GIVEN TEXT:
February 22, 1993. Dissenting Opinion March 8, 1993. Rehearing Denied March 25, 1993.
APPEAL FROM 16TH JUDICIAL DISTRICT COURT, PARISH OF IBERIA, STATE OF LOUISIANA, HONORABLE C. THOMAS BIENVENU, JR., J.
John Felton Blackwell, New Iberia, for applicant.
Richard P. Ieyoub, Atty. Gen., Bernard E. Boudreaux, Jr., Dist. Atty., Jacque Cousin, Asst. Dist. Atty., for respondent.
Newman Trowbridge, Jr., Darnall, Biggs, Trowbridge, Supple Cremaldi, Franklin, amicus curiae, for Louisiana Landowners Assn., Inc.
Michael Osborne, Christopher Gobert, Osborne, McComiskey Gobert, Metairie, Robert Wiygul, Michael A. Stroud, New Orleans, amicus curiae, for Coalition to Restore Coastal Louisiana and Common Claws, Inc.
William H. Sanders, Jena, amicus curiae, for William H. Sanders[.]
Mack E. Barham, Robert E. Arceneaux, Matthew K. Brown, New Orleans, amicus curiae, for Warren deSambourg, Mary Burns deSambourg, Albert L. Shell, Rosalie E. Tilloy Schell, Sadie Perino, Joseph Perino, Joann Perino, Linda Perino, Charles Mancuso, Angelina L. Mancuso, Joseph Siebert Sr., Mary S. Siebert, Marie E. Melerine, Anthony LaGreco, Jr., Salvadore DiCarlo, Emile LaGreco, Joseph LaGreco, Linda M. LaGreco, Edmond E. Himel, Jr., Henry G. Heier.
Defendants, Joey Louis Barras and Kip J. Barras, were convicted of violating LSA-R.S. 14:63.3 by remaining upon property belonging to another after being forbidden. Following their bench trial, both defendants were sentenced to six months in jail, suspended, with unsupervised probation and a special condition of not reentering the property. Each was also fined $300 and costs or 30 days in the parish jail. The court of appeal affirmed the trial court. State v. Barras, 602 So.2d 301 (La.App. 3d Cir. 1992). A writ was granted to review chiefly the question of whether defendants were proven to be on privately owned property. 608 So.2d 154 (La. 1992).
Section 27, Township 12 South, Range 9 East, Iberia Parish, is part of two tracts sold by the New Orleans Pacific Railway Company to Frank B. Williams in 1893 and 1896. The "indentures" selling the property do not mention any navigable streams. At the time of the alleged offense, 600 acres of Section 27 were leased by Williams, Inc. to the Black Bayou Crawfish Club. The leased property lies within the guide levees of the Atchafalaya River.
At trial, the state and the defendants stipulated as follows:
Joey Barras and Kip Barras are charged with violating R.S. 14:63.3, Remaining in a Place after Having Been forbidden to do so.
Joey Barras and Kip Barras were each orally forbidden to remain by persons or representatives of Williams, Inc. purportedly by virtue of the ownership of Williams, Inc. in lands lying within the Atchafalaya Basin within Iberia Parish on which Joey Barras and Kip Barras were subsequent to said warning actively engaged in commercial crawfish harvesting.
The lands are owned by Williams, Inc. where the aforesaid offenses occurred and are part of the Atchafalaya Basin ecological system and are situated within the Atchafalaya Basin levees in Iberia Parish.

[Stored items from a collection]
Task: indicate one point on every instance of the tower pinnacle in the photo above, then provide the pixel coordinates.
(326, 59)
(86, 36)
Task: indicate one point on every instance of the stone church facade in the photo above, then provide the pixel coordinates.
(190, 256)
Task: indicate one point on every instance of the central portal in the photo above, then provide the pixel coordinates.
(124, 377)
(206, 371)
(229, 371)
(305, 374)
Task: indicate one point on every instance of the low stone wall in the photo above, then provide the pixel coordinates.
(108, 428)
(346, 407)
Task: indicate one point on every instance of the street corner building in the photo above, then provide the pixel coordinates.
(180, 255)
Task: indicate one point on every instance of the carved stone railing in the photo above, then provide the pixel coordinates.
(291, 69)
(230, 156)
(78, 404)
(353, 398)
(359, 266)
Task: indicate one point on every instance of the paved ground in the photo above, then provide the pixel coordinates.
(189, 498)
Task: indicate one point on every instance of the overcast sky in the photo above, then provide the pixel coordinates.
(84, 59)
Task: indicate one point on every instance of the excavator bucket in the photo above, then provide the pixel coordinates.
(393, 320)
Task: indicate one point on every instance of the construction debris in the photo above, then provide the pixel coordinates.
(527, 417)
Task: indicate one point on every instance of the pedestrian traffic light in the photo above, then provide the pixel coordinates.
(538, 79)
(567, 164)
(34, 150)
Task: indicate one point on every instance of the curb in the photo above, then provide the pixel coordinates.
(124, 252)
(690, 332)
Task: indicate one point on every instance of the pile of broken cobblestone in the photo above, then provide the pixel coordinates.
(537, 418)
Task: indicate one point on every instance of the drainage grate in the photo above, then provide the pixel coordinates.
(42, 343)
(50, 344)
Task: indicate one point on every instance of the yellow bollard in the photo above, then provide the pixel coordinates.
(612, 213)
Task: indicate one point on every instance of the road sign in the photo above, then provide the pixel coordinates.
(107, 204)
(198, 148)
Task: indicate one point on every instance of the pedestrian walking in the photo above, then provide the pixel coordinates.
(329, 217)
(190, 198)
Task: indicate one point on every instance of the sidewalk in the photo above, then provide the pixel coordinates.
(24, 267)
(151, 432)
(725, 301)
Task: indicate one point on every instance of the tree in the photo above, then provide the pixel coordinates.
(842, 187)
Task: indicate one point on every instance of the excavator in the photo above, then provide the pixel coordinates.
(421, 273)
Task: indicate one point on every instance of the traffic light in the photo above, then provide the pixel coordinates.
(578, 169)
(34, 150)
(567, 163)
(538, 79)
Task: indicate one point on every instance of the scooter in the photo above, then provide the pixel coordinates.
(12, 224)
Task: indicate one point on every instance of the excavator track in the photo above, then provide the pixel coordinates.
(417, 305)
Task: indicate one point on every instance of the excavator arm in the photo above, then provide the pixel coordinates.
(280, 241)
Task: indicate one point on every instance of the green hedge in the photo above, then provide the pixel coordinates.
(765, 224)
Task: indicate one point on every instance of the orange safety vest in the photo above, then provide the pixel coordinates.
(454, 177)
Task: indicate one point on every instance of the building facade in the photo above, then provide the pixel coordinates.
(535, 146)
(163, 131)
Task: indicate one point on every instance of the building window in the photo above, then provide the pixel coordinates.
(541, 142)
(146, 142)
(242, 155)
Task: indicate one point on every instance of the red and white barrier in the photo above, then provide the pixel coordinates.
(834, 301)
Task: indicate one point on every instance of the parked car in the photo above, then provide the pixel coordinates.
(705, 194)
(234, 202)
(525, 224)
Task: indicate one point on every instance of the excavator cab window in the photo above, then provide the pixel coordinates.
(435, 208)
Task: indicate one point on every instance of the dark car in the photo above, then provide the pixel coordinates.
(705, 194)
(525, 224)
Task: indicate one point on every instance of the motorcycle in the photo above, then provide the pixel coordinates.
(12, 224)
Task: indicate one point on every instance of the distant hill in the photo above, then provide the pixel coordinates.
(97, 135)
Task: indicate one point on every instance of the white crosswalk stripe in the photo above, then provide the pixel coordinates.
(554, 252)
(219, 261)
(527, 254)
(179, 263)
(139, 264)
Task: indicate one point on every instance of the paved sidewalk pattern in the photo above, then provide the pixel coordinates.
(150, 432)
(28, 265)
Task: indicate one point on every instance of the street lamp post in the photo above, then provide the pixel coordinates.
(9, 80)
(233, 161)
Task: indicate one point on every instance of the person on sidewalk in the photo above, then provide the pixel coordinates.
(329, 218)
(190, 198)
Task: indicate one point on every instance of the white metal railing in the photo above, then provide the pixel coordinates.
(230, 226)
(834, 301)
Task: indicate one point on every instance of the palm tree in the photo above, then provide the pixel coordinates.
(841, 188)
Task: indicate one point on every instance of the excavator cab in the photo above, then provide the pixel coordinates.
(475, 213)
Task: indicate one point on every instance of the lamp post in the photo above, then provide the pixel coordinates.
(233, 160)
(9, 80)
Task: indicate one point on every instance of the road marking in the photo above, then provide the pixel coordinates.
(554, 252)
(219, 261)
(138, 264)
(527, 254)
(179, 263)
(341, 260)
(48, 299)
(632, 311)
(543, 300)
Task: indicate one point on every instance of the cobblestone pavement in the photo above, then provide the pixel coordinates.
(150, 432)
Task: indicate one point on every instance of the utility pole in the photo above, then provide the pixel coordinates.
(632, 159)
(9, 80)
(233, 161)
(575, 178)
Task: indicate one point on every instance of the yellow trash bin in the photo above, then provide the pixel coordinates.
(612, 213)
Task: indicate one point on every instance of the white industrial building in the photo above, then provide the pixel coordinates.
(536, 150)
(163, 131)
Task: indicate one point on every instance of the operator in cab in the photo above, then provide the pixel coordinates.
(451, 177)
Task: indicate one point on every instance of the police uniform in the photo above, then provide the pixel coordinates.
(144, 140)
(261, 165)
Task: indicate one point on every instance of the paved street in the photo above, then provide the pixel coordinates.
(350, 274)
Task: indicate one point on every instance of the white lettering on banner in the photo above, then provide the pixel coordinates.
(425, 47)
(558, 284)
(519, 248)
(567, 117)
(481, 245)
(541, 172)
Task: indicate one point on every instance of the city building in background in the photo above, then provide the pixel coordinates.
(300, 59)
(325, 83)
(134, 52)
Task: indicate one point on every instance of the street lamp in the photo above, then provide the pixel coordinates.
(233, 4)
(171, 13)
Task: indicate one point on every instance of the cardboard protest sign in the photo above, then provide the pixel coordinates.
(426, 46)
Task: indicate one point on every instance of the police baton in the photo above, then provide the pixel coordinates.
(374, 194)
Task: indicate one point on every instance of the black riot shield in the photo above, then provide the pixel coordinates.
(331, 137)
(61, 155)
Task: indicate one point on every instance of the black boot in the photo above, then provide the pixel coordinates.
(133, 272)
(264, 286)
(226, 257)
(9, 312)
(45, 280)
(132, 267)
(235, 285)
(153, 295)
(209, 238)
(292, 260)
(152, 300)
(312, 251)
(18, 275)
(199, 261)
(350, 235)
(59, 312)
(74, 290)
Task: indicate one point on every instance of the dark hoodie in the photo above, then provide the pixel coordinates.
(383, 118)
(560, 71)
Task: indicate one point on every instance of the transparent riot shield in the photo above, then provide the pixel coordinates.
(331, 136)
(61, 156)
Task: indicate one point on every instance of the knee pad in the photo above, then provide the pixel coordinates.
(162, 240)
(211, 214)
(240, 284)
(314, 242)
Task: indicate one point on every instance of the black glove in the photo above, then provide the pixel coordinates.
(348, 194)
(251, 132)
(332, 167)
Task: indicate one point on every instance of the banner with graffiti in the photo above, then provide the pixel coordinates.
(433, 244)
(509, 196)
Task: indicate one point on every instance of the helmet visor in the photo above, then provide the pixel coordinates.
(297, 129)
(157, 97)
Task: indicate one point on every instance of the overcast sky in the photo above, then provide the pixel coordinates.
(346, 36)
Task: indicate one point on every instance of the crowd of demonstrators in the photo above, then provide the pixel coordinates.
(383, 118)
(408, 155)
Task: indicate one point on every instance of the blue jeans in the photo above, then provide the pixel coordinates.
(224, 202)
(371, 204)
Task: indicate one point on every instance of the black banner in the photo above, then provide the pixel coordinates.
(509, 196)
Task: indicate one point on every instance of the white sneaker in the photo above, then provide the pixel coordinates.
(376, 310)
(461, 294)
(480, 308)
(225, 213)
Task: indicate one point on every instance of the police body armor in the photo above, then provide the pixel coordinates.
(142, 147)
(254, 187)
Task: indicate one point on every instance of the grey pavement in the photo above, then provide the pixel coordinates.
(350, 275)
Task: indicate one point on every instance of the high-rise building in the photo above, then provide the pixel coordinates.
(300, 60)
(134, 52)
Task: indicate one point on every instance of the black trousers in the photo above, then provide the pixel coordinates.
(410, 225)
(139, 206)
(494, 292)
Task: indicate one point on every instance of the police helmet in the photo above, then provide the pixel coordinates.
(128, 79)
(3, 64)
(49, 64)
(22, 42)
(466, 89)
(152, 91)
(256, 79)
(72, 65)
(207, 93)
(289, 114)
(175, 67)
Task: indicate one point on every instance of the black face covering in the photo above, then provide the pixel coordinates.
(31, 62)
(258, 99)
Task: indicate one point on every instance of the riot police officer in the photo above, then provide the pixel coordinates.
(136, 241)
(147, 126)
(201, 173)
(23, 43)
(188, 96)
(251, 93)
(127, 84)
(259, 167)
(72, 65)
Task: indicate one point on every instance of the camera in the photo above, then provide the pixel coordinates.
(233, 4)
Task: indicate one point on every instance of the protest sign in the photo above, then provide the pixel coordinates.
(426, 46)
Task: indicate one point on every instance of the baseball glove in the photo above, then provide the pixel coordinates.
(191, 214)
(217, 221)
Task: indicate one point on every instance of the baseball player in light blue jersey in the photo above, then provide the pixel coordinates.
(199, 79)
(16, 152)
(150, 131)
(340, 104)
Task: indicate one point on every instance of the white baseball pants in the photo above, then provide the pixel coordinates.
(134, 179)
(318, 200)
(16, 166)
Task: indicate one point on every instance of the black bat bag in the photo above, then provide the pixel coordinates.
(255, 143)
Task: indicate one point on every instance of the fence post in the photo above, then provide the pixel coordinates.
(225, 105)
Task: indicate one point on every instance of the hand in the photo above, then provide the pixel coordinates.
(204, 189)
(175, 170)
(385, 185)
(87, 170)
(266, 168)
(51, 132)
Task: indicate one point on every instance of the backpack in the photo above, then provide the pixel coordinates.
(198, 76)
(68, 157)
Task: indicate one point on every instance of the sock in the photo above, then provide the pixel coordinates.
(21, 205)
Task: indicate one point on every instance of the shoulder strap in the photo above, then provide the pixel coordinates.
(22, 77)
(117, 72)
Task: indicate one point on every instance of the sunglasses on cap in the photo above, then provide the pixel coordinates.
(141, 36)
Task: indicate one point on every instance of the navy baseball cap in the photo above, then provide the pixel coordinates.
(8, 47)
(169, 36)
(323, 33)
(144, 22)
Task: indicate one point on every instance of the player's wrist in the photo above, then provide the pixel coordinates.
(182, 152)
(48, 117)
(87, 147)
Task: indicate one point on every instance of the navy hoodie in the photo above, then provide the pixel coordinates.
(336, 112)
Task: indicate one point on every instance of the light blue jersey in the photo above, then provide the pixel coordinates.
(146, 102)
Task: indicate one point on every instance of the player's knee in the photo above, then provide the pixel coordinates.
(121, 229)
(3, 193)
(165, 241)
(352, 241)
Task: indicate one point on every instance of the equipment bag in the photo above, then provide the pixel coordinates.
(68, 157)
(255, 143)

SET OF TASKS:
- a) Answer these questions from the court opinion:
(i) What fine did each defendant receive?
(ii) In which years did the New Orleans Pacific Railway Company sell the two tracts to Frank B. Williams?
(iii) How many acres of Section 27 did Williams, Inc. lease to the Black Bayou Crawfish Club?
- b) Carry the court opinion forward from its last line.

EXPECTED ANSWERS:
- a)
(i) $300 and costs or 30 days in the parish jail.
(ii) 1893 and 1896.
(iii) 600 acres.

- b)
At all times pertinent herein, these areas are inundated by waters of the Atchafalaya River and its distributaries and are submerged on a yearly basis for up to 6 months as evidenced by the fact that these lands produce crawfish in such sufficiency as to make them productive for the commercial harvesting of crawfish.
FACTS REFLECTED IN THE RECORD
Kip and Joey Barras fish commercially in the Atchafalaya Basin. To harvest crawfish in Section 27, they put their boats in the water at Ruez Landing, a public boat landing on the levee, and travel less than five minutes by water. They were never seen on the property except in their boats.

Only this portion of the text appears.